> _Tarefa_:
Pode retomar o texto abaixo sobre um possível afastamento de Trump após a invasão do Capitólio, continuando logo depois da última frase?

Invasão do Capitólio pode levar a afastamento de Trump?
Embora mandato acabe em 20 de
janeiro, democratas exigem destituição do presidente via impeachment ou regra
constitucional que prevê afastamento imediato. Quais as chances e requisitos
para que isso aconteça?
Juristas acham possível que Trump tenha de responder criminalmente por incitar seus seguidores |
Os incidentes no Capitólio são
motivo para impeachment?
Isso depende da interpretação.
Mas primeiro aos fatos: com a invasão
do Capitólio por apoiadores de Trump, a certificação
formal da vitória de Joe Biden nas eleições foi inicialmente
interrompida, mas retomada em seguida. Quatro pessoas foram mortas e mais
de 50 foram presas. Nesse meio tempo, um policial também morreu em decorrência
de ferimentos durante confronto com manifestantes.
Os democratas no Congresso
consideram o ocorrido como algo causado pelo presidente dos EUA, Donald Trump,
ao incitar seus apoiadores. Após os incidentes, o deputado democrata David
Cicilline divulgou uma carta pedindo ao vice-presidente Mike Pence que destitua
o presidente de acordo com a 25ª Emenda da Constituição.
Os integrantes democratas da
Comissão de Justiça da Câmara dos Representantes escreveram que Trump
incitou um motim e "tentou minar nossa democracia". A incitação ao
motim é algo relevante: Trump convocou seus apoiadores: "Estamos indo ao
Capitólio juntos para torcer por nossos bravos senadores e deputados, e estarei
com vocês", disse ele em um discurso a partidários antes da tomada do
Capitólio, no qual reafirmou que a eleição presidencial foi "a
eleição mais corrupta da história dos Estados Unidos" e que seus
apoiadores "nunca deveriam desistir".
A base jurídica para um possível
impeachment do presidente Trump é a Constituição dos Estados Unidos. O Artigo
2º, Seção 4, diz que um presidente pode ser destituído do cargo em caso de
"delitos ou crimes graves" (o chamado processo de impeachment). Isso
pode ser iniciado pela Câmara dos Representantes e decidido pelo Senado.
Sob pressão, Trump condenou ataque ao Capitólio em vídeo divulgado um dia após incidentes |
Portanto, a questão legal decisiva é: incitar uma revolta contra as instituições democráticas é um crime grave? "Há uma suspeita inicial de que alguém aqui tentou prejudicar a democracia e dar um golpe. Normalmente, num Estado de direito, isso teria de ser verificado pelo Ministério Público", diz Donald O'Sullivan, historiador da Universidade Estadual da Califórnia, em entrevista à DW. "Mas nos EUA o impeachment é um processo político, e você só pode prosseguir com ele se a maioria concordar." Ele afirma haver motivos suficientes para um processo, mas não acredita que tal medida tenha sucesso.

[Itens de uma coleção de rotulagem]
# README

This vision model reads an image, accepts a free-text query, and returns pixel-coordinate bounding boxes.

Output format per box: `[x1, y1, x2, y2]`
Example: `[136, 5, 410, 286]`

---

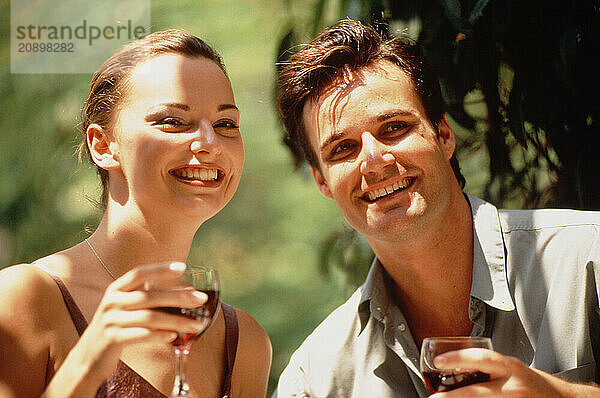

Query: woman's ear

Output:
[438, 115, 456, 159]
[310, 166, 333, 199]
[86, 123, 120, 170]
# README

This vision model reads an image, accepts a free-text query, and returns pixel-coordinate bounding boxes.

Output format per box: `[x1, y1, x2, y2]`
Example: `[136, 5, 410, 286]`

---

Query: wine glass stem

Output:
[170, 344, 192, 398]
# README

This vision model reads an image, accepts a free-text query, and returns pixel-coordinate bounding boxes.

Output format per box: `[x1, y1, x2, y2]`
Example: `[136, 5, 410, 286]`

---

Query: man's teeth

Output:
[369, 180, 409, 201]
[175, 168, 218, 181]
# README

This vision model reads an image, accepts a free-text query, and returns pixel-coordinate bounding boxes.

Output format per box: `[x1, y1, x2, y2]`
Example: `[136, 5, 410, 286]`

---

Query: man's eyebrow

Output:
[157, 102, 190, 111]
[375, 110, 415, 122]
[319, 110, 414, 152]
[319, 132, 346, 152]
[218, 104, 240, 112]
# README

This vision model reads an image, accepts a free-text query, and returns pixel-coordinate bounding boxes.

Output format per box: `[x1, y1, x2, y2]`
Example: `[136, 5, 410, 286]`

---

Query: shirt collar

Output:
[358, 257, 390, 330]
[466, 195, 515, 311]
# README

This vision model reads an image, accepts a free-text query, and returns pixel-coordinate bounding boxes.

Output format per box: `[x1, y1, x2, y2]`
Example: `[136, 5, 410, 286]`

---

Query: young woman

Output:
[0, 31, 271, 398]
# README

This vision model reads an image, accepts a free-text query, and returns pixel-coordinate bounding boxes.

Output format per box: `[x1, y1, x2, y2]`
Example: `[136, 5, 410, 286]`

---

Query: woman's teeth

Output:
[368, 180, 410, 202]
[173, 168, 219, 181]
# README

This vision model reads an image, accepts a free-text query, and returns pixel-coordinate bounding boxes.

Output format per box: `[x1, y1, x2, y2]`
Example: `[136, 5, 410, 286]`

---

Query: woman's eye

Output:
[155, 117, 185, 129]
[213, 120, 240, 129]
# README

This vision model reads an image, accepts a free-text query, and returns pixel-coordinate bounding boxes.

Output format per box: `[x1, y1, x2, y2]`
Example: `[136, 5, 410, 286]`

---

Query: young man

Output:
[275, 20, 600, 398]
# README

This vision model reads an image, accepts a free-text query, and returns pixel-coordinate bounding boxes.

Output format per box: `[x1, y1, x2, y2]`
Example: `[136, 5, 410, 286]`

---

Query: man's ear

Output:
[438, 115, 456, 159]
[86, 123, 120, 170]
[310, 166, 333, 199]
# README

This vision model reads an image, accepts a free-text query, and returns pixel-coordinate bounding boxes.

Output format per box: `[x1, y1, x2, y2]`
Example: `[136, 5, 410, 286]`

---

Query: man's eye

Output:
[156, 117, 185, 129]
[331, 141, 354, 159]
[381, 122, 409, 137]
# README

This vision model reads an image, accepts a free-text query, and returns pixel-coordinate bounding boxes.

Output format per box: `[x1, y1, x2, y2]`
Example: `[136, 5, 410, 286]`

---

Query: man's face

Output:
[303, 61, 460, 241]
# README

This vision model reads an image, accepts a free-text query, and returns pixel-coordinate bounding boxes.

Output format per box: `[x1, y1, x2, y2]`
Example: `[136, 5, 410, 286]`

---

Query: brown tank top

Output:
[44, 268, 239, 398]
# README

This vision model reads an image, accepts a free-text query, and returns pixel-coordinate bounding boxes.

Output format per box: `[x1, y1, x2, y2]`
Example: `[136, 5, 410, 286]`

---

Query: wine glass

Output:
[158, 265, 220, 398]
[420, 336, 492, 394]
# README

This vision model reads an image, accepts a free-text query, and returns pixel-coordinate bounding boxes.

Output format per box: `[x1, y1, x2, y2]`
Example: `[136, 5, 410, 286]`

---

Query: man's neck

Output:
[370, 191, 473, 344]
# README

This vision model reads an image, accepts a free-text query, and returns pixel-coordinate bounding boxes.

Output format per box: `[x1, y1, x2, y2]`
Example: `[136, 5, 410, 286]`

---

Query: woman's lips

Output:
[169, 167, 225, 185]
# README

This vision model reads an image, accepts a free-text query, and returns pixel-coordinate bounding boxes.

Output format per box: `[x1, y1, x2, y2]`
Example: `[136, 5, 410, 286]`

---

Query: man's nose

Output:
[190, 119, 221, 155]
[360, 131, 396, 175]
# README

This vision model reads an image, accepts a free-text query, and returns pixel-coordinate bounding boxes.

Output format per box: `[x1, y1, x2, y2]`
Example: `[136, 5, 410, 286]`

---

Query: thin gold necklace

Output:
[85, 238, 117, 280]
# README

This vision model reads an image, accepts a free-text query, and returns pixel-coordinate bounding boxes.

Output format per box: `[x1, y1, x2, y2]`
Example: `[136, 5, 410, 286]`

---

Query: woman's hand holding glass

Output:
[70, 262, 208, 382]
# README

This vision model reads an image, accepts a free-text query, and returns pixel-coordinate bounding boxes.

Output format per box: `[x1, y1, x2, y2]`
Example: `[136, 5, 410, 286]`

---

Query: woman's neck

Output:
[88, 204, 201, 276]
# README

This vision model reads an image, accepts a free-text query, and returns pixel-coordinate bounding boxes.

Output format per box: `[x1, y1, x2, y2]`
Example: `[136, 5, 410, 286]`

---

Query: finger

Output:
[103, 310, 206, 334]
[111, 261, 185, 292]
[104, 288, 208, 311]
[106, 327, 177, 344]
[429, 382, 493, 398]
[433, 348, 510, 378]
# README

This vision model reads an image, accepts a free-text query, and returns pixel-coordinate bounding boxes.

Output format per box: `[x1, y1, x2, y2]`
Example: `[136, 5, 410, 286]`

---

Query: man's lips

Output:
[169, 166, 225, 183]
[361, 177, 415, 203]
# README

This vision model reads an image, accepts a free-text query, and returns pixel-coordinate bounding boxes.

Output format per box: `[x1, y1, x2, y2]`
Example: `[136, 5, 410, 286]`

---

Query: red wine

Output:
[157, 290, 219, 346]
[423, 370, 490, 393]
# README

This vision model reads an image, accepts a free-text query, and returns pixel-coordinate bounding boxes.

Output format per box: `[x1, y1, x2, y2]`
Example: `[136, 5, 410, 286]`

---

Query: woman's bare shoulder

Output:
[0, 264, 70, 397]
[0, 264, 67, 326]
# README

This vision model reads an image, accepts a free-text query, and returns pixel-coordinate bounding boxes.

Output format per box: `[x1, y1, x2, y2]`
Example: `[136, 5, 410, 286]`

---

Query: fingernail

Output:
[169, 261, 185, 271]
[192, 290, 208, 301]
[433, 355, 448, 367]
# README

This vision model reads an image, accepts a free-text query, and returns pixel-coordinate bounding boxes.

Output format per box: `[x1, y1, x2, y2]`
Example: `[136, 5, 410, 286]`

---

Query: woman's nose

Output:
[190, 119, 220, 154]
[360, 132, 396, 175]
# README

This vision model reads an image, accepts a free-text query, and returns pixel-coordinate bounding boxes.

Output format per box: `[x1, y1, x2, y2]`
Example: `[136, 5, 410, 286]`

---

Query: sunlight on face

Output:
[304, 61, 454, 240]
[110, 54, 244, 222]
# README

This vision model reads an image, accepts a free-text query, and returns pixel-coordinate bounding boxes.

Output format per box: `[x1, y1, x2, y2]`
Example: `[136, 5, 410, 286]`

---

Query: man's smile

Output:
[361, 177, 415, 203]
[169, 166, 225, 184]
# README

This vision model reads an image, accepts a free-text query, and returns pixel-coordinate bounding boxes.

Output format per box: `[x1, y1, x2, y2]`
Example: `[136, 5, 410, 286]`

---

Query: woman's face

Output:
[109, 54, 244, 221]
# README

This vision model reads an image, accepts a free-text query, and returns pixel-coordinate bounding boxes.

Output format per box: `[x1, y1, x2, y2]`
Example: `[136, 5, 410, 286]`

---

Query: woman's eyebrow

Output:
[218, 104, 240, 112]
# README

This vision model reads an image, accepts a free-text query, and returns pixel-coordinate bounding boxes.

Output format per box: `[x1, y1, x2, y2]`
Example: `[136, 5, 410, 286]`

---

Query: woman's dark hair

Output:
[277, 19, 465, 188]
[79, 30, 227, 208]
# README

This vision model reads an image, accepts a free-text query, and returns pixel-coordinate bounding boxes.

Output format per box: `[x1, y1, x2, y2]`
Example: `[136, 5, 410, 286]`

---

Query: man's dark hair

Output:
[277, 19, 465, 188]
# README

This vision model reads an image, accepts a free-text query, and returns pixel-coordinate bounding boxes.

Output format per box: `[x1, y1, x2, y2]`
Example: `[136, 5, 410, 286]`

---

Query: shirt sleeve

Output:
[271, 350, 311, 398]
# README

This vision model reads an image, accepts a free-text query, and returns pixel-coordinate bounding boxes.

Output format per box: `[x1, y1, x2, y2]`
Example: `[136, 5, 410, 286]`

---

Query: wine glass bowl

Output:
[420, 336, 492, 393]
[157, 265, 221, 398]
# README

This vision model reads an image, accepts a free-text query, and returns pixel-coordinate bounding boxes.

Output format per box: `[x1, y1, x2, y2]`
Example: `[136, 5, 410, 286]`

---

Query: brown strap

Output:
[221, 302, 239, 398]
[40, 268, 87, 336]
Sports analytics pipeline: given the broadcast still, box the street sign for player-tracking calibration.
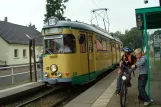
[136,14,144,30]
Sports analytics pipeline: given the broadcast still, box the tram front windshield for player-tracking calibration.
[45,34,76,54]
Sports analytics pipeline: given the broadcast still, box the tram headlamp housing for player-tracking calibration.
[57,72,62,77]
[50,64,58,72]
[122,76,126,80]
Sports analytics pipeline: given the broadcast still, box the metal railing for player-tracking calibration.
[0,65,40,85]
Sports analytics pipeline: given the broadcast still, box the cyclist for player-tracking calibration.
[116,46,136,95]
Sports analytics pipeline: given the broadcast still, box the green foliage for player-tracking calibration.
[28,22,37,29]
[44,0,68,22]
[113,27,143,49]
[149,30,161,40]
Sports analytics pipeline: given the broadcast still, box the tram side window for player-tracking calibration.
[45,34,76,54]
[88,35,93,52]
[96,37,103,51]
[78,34,86,53]
[45,38,63,54]
[107,40,111,51]
[63,34,76,53]
[102,40,107,51]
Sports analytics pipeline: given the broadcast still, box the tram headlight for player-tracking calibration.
[50,64,58,72]
[44,72,48,77]
[122,76,126,80]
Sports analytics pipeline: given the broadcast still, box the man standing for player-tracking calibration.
[132,48,151,105]
[116,46,136,95]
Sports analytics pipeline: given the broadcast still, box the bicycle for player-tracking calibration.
[120,66,135,107]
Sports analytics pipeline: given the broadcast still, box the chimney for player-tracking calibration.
[4,17,8,22]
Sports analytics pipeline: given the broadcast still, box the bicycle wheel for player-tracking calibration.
[120,81,127,107]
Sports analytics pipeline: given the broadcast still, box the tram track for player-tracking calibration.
[6,67,115,107]
[16,87,63,107]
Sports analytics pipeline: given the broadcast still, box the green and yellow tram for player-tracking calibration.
[42,18,122,84]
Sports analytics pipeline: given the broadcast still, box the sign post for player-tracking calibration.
[143,13,151,99]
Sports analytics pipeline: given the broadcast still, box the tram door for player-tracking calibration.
[86,34,95,80]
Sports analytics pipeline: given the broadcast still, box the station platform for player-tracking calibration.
[64,61,161,107]
[0,81,45,104]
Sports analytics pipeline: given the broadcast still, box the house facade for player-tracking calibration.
[0,21,42,66]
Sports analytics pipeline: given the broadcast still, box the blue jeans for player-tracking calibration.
[138,74,149,102]
[116,68,132,91]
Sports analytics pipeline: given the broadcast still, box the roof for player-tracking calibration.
[0,21,42,45]
[43,21,114,39]
[135,6,161,30]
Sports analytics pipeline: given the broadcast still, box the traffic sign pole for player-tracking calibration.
[143,13,151,99]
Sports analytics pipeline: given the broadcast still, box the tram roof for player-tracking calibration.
[43,21,120,42]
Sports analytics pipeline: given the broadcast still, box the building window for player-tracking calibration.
[23,49,26,57]
[14,49,18,58]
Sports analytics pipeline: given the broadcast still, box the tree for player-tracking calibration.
[44,0,68,22]
[28,22,37,29]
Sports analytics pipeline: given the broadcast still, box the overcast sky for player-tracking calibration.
[0,0,159,32]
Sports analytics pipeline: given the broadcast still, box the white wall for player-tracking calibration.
[7,44,41,65]
[0,37,9,63]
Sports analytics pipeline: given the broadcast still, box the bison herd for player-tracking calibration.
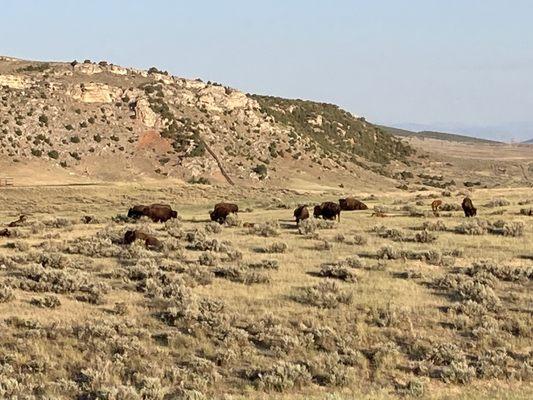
[0,197,477,249]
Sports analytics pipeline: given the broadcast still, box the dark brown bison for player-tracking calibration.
[461,197,477,217]
[313,201,341,222]
[431,200,442,213]
[0,228,11,237]
[124,230,162,250]
[128,204,178,222]
[294,205,309,224]
[339,197,368,211]
[209,203,239,224]
[7,215,28,228]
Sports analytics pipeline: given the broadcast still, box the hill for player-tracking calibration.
[0,57,412,184]
[379,125,500,144]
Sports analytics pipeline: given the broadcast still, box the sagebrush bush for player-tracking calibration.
[352,234,368,246]
[204,221,222,233]
[224,214,242,227]
[295,280,352,308]
[298,218,335,235]
[248,221,279,237]
[213,266,270,285]
[420,219,447,232]
[454,219,489,235]
[261,242,289,254]
[415,230,437,243]
[485,197,511,208]
[0,283,15,303]
[30,296,61,308]
[318,264,357,282]
[254,361,312,392]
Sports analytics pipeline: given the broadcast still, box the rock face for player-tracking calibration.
[135,99,158,128]
[69,83,119,103]
[0,75,32,89]
[0,58,412,184]
[198,86,258,112]
[74,63,102,75]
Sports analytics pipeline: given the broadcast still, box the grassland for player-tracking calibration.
[0,185,533,400]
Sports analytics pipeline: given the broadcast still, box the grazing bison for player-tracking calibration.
[124,230,162,250]
[431,200,442,213]
[313,201,341,222]
[128,204,178,222]
[0,228,11,237]
[209,203,239,224]
[339,197,368,211]
[294,205,309,225]
[461,197,477,217]
[7,215,28,228]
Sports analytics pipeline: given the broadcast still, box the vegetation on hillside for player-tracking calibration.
[252,95,412,163]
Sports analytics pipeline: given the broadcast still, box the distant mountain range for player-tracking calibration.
[380,125,501,144]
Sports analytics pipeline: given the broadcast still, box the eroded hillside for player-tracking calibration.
[0,57,411,183]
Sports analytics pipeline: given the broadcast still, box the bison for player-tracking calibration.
[294,205,309,225]
[124,230,162,250]
[461,197,477,217]
[128,204,178,222]
[431,200,442,213]
[339,197,368,211]
[209,203,239,224]
[313,201,341,222]
[431,200,442,217]
[7,215,28,228]
[0,228,11,237]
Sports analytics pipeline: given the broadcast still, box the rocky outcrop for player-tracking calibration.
[198,86,258,112]
[67,83,119,103]
[74,63,103,75]
[0,75,32,89]
[135,99,158,128]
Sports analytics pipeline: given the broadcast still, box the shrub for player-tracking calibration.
[441,361,476,385]
[415,230,437,243]
[198,251,217,267]
[318,264,357,282]
[490,220,525,237]
[485,198,511,208]
[204,221,222,233]
[372,225,405,242]
[248,260,279,269]
[48,150,59,160]
[298,218,335,235]
[454,219,489,235]
[261,242,289,254]
[224,214,242,227]
[376,246,402,260]
[252,164,268,180]
[421,219,447,232]
[0,283,15,303]
[295,280,352,308]
[253,361,312,392]
[352,234,368,246]
[248,221,279,237]
[187,176,211,185]
[30,296,61,308]
[213,267,270,285]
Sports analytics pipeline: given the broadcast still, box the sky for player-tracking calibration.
[0,0,533,141]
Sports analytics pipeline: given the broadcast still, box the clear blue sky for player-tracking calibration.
[0,0,533,138]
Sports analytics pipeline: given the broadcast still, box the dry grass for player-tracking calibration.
[0,185,533,400]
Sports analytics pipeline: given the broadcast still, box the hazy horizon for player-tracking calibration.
[0,0,533,141]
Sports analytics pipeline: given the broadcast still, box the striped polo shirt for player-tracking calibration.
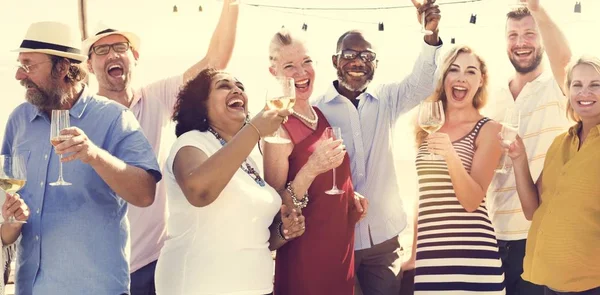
[484,71,572,241]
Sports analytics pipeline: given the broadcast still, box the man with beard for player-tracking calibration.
[83,0,239,295]
[316,1,442,294]
[2,22,162,295]
[486,0,571,295]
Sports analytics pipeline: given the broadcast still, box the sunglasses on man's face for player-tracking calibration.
[338,49,377,62]
[92,42,130,55]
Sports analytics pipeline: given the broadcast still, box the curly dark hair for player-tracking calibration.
[172,68,223,137]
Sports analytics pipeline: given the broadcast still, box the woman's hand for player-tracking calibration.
[250,110,291,138]
[278,204,306,240]
[427,132,456,159]
[354,192,369,221]
[305,139,346,177]
[2,194,29,221]
[498,133,527,160]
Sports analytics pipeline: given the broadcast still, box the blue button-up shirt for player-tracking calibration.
[2,89,161,295]
[315,44,441,250]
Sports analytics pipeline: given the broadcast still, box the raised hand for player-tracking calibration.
[411,0,442,32]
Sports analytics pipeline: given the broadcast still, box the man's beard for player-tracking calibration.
[509,49,544,74]
[337,68,374,92]
[21,77,66,111]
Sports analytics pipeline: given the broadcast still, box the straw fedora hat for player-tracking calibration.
[13,21,87,62]
[81,23,141,56]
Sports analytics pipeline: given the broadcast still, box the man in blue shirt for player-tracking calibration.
[315,1,442,295]
[2,22,161,295]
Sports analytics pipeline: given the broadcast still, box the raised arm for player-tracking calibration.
[183,0,239,82]
[428,122,502,212]
[390,0,442,120]
[508,136,543,220]
[521,0,572,93]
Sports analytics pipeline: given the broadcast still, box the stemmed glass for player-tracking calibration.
[265,77,296,144]
[495,108,521,174]
[508,0,527,9]
[418,100,446,160]
[325,127,345,195]
[0,155,27,224]
[411,0,433,36]
[50,110,72,186]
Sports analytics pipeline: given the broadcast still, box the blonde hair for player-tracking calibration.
[565,55,600,122]
[415,45,489,148]
[269,28,306,66]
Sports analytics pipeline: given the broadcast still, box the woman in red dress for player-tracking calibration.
[263,30,367,295]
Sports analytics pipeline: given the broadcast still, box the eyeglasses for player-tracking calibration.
[92,42,130,55]
[337,49,377,62]
[15,60,51,74]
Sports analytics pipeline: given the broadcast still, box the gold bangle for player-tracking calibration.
[246,121,262,139]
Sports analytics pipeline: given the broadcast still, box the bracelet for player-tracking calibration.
[277,221,288,241]
[246,121,262,139]
[285,181,308,209]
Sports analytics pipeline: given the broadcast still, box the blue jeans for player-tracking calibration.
[130,261,156,295]
[498,240,544,295]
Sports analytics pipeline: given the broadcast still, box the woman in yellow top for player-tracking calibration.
[508,57,600,295]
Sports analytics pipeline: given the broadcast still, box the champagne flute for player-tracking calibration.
[419,100,446,160]
[265,77,296,144]
[508,0,527,9]
[411,0,433,36]
[50,110,72,186]
[0,155,27,224]
[495,108,521,174]
[325,127,345,195]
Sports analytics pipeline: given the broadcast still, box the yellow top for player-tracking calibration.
[523,124,600,292]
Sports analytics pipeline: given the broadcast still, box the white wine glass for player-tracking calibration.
[50,110,72,186]
[265,77,296,144]
[495,108,521,174]
[0,155,27,224]
[418,100,446,160]
[411,0,433,36]
[508,0,527,9]
[325,127,345,195]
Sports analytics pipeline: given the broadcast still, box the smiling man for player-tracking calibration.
[82,0,239,295]
[486,0,571,295]
[316,1,442,295]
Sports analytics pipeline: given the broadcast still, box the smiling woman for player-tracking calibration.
[156,69,304,295]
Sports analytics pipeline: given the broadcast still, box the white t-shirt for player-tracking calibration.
[156,131,281,295]
[484,72,572,241]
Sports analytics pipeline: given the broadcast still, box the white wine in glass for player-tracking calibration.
[325,127,345,195]
[0,155,27,224]
[496,108,521,174]
[419,100,446,160]
[50,110,71,186]
[265,77,296,144]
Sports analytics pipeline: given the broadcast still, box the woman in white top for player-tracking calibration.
[156,69,304,295]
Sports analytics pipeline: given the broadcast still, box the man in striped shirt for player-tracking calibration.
[487,0,571,295]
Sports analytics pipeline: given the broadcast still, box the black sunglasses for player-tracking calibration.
[92,42,130,55]
[337,49,377,62]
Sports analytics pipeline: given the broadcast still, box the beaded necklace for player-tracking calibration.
[208,127,265,186]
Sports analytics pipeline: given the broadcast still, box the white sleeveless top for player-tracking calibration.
[156,131,281,295]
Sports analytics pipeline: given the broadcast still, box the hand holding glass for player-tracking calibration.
[419,100,446,160]
[0,155,27,224]
[265,77,296,144]
[496,108,521,174]
[325,127,345,195]
[50,110,72,186]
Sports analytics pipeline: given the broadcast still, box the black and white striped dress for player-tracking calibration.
[415,118,505,295]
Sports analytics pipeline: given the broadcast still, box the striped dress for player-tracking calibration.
[415,118,505,295]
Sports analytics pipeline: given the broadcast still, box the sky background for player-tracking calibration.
[0,0,600,245]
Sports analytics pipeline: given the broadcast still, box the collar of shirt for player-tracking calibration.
[30,86,91,122]
[323,80,379,103]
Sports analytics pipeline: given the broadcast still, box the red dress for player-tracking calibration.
[274,108,361,295]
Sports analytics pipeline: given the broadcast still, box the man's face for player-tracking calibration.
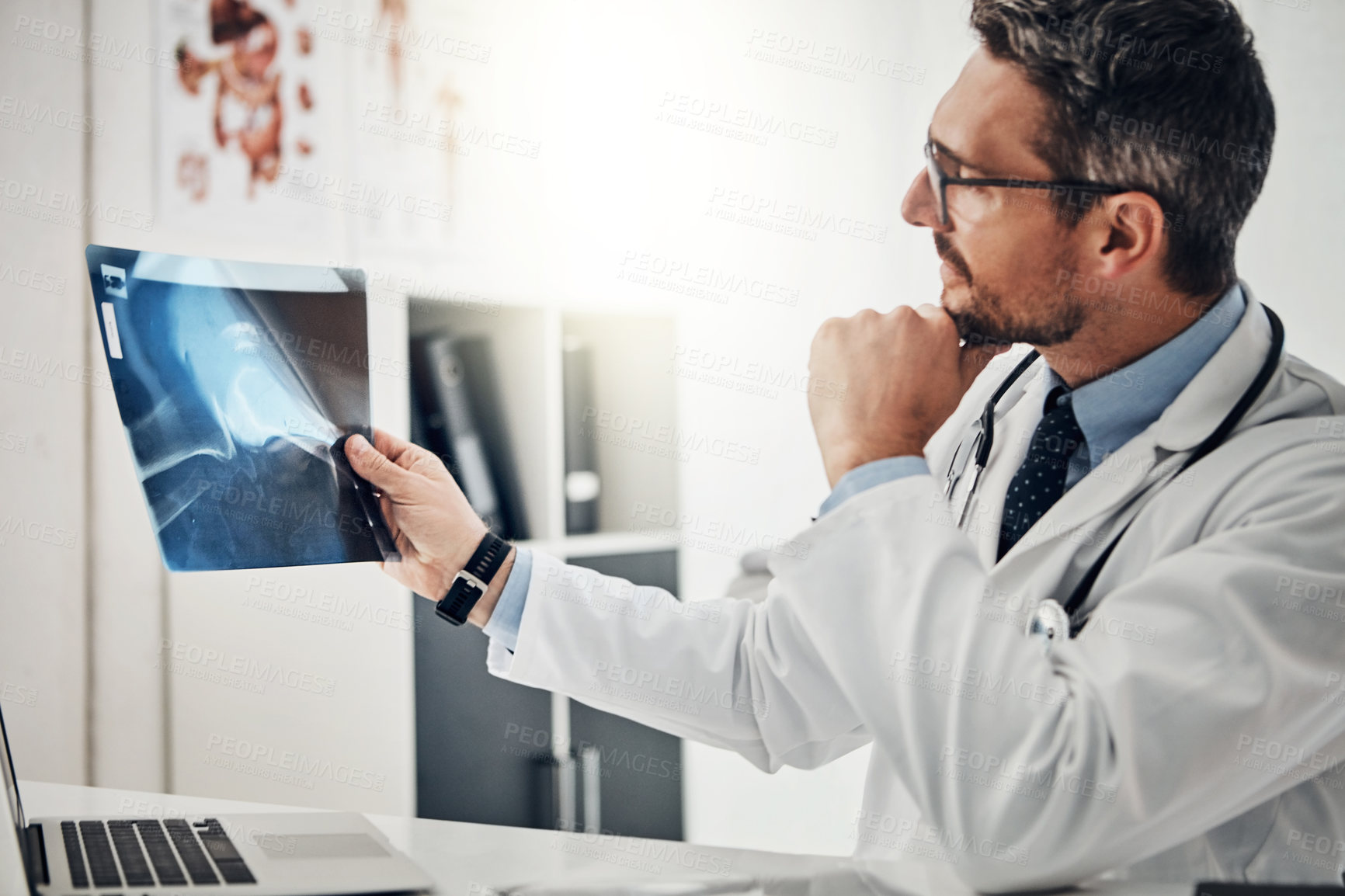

> _Resposta_:
Os incidentes podem ser
atribuídos a Trump?
Existem conexões diretas que
levam a Trump. No dia da invasão do Capitólio, Trump discursou a seus
partidários na frente da Casa Branca e se declarou o vencedor da eleição
novamente: "Obtivemos uma vitória esmagadora."
Errado: os resultados
oficiais da eleição mostram que Biden obteve 306 delegados do Colégio
Eleitoral, claramente à frente de Trump, com 232. Trump também reiterou sua
afirmação de que "a fraude eleitoral ocorreu em todos os estados",
sem fornecer qualquer evidência. Essas alegações também foram adequadamente
refutadas. A agência federal americana CISA, responsável pela segurança
cibernética, afirmou que "as eleições de 3 de novembro foram as mais
seguras da história dos Estados Unidos".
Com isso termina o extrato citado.